- _What to do_: Copy out every line of the entries below word for word, leaving out the pictures.

- _Records supplied_:
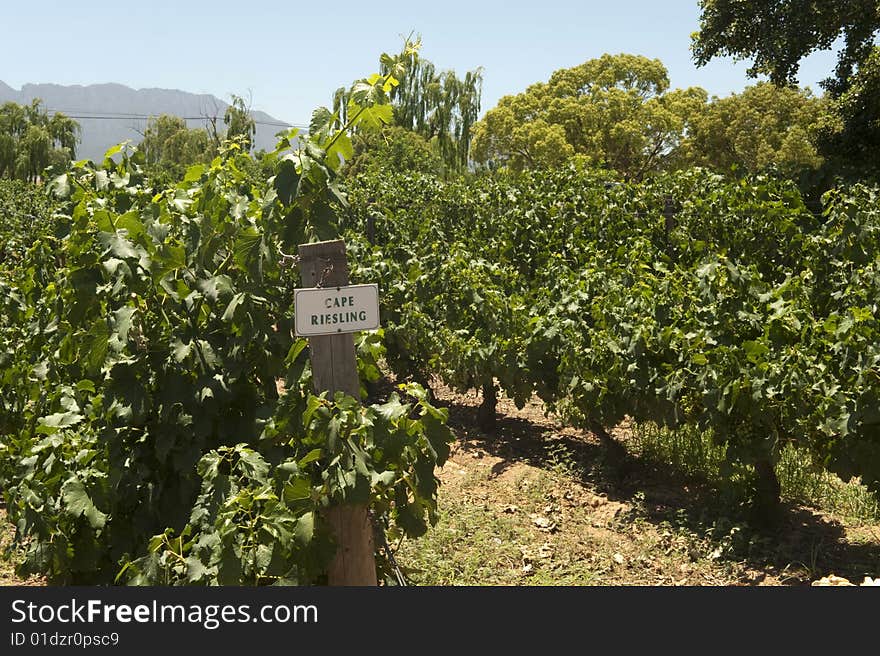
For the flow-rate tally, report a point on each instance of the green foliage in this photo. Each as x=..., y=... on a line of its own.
x=240, y=125
x=765, y=128
x=851, y=142
x=438, y=106
x=170, y=146
x=739, y=312
x=144, y=437
x=616, y=112
x=31, y=140
x=777, y=35
x=392, y=149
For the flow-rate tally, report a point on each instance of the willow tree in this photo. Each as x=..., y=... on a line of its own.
x=435, y=104
x=31, y=140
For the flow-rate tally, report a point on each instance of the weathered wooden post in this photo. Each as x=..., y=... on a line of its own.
x=334, y=368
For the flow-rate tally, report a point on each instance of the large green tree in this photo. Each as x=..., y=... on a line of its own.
x=765, y=127
x=31, y=140
x=616, y=112
x=778, y=34
x=168, y=143
x=437, y=105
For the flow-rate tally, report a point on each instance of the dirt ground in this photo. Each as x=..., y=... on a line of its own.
x=538, y=503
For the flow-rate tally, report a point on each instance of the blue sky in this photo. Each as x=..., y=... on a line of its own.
x=290, y=56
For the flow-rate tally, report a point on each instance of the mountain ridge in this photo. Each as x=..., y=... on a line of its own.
x=117, y=112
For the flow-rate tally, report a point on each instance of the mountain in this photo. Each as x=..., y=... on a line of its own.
x=118, y=112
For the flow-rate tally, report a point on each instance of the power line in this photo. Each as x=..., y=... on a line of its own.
x=123, y=116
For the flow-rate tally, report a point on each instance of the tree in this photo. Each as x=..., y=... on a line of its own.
x=777, y=34
x=437, y=105
x=615, y=111
x=852, y=142
x=168, y=143
x=764, y=127
x=30, y=140
x=239, y=123
x=393, y=149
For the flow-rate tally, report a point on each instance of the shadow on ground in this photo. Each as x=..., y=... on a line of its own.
x=803, y=546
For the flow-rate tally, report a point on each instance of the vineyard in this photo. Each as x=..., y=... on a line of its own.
x=157, y=418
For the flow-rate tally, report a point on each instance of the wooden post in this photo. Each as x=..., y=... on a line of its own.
x=334, y=369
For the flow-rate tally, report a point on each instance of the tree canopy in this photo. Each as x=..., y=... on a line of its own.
x=169, y=143
x=31, y=140
x=764, y=127
x=616, y=112
x=436, y=105
x=777, y=34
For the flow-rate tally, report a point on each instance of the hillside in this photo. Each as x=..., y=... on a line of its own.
x=122, y=110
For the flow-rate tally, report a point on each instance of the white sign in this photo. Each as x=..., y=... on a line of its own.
x=332, y=310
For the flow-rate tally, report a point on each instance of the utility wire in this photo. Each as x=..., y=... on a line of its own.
x=122, y=116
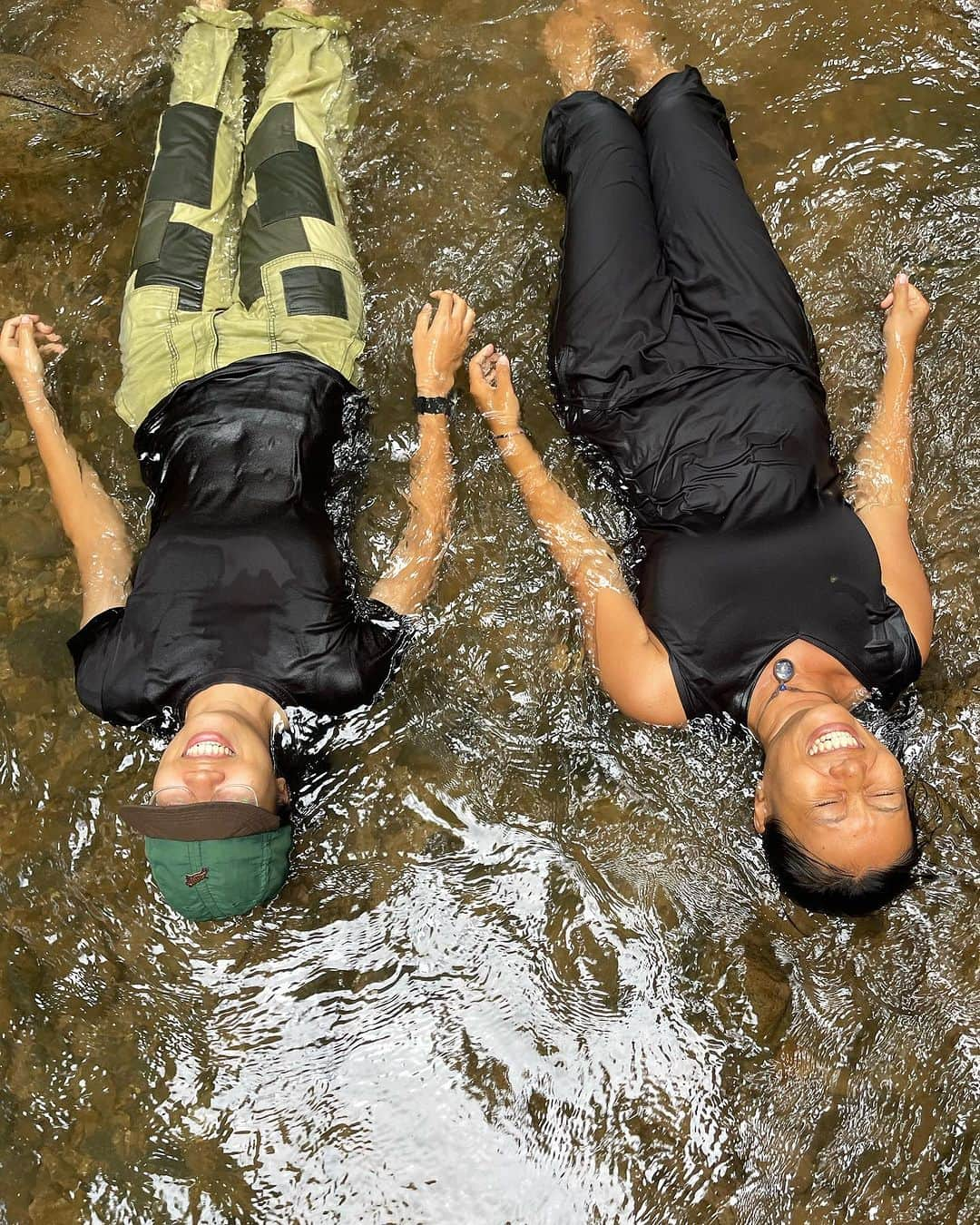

- _The response_:
For the flow-rate tally, report a point on each instance of the green foliage in this photo. Each as x=..., y=... on a line of its own.
x=240, y=125
x=765, y=128
x=851, y=142
x=438, y=106
x=170, y=146
x=739, y=312
x=144, y=437
x=616, y=112
x=31, y=140
x=777, y=35
x=392, y=149
For the flow-rate tally, report a point on each instance of the willow tree in this photo. Each as x=..., y=... on a line of its own.
x=435, y=104
x=31, y=140
For the flow-rate tally, report a point on each instance of the weathered wooden post in this photo. Each as x=..., y=... on a line of its own.
x=334, y=368
For the flow-rate tally, report a point on each instance of the large green tree in this photo. Each as x=..., y=... on a line of its own.
x=765, y=127
x=31, y=140
x=616, y=112
x=778, y=34
x=168, y=143
x=437, y=105
For the flow-rate tally, report a point on each instance of the dirt ground in this photo. Each as x=..., y=... on a line of its own.
x=538, y=503
For the flow-rate tally, report a point on each instance of the blue sky in this photo. Each as x=..., y=... on a line of its own.
x=290, y=56
For the flow-rate tally, report a point on each instance of the mountain ridge in this photo. Each as x=..., y=... on a line of its own.
x=117, y=112
For the flow-rate tally, report a point on each instance of the mountain in this photo. Each as x=..., y=... on a line of its own.
x=118, y=112
For the flow-rate tally, report a point on each instance of the power line in this photo. Each as x=..., y=... on a line of its own.
x=123, y=116
For the flow-rate tally, report a point on each instance of the tree in this photo. Each as x=..., y=... on a line of its own.
x=777, y=34
x=437, y=105
x=615, y=111
x=852, y=142
x=168, y=143
x=764, y=127
x=30, y=140
x=239, y=123
x=393, y=149
For the flow-rate tally, report a point on each instance of the shadow on ground in this photo. Each as x=..., y=... on a line of its own.
x=803, y=546
For the flow-rate tally, report a point on each instance of the vineyard in this photo. Each as x=..., y=... on a line of its own.
x=157, y=418
For the flow-rate tally, report a point on each instance of the wooden post in this photo. Each as x=..., y=... on a line of its own.
x=334, y=369
For the flow-rate tally, report a point on each instance of the tree canopy in this photo. Each as x=..., y=... on a line of its own.
x=169, y=143
x=31, y=140
x=764, y=127
x=616, y=112
x=436, y=105
x=777, y=34
For the flow-rate tally, report a point on each instance of the hillside in this photo. Each as x=..., y=... on a line of its own.
x=122, y=110
For the flow-rate tally, report a point on each instance of the white sign in this photo. Each as x=..., y=... on a line of its own.
x=332, y=310
For the flow-rate tally, report a point on each instance of the utility wire in this photo. Each as x=..., y=... on a line of its own.
x=122, y=116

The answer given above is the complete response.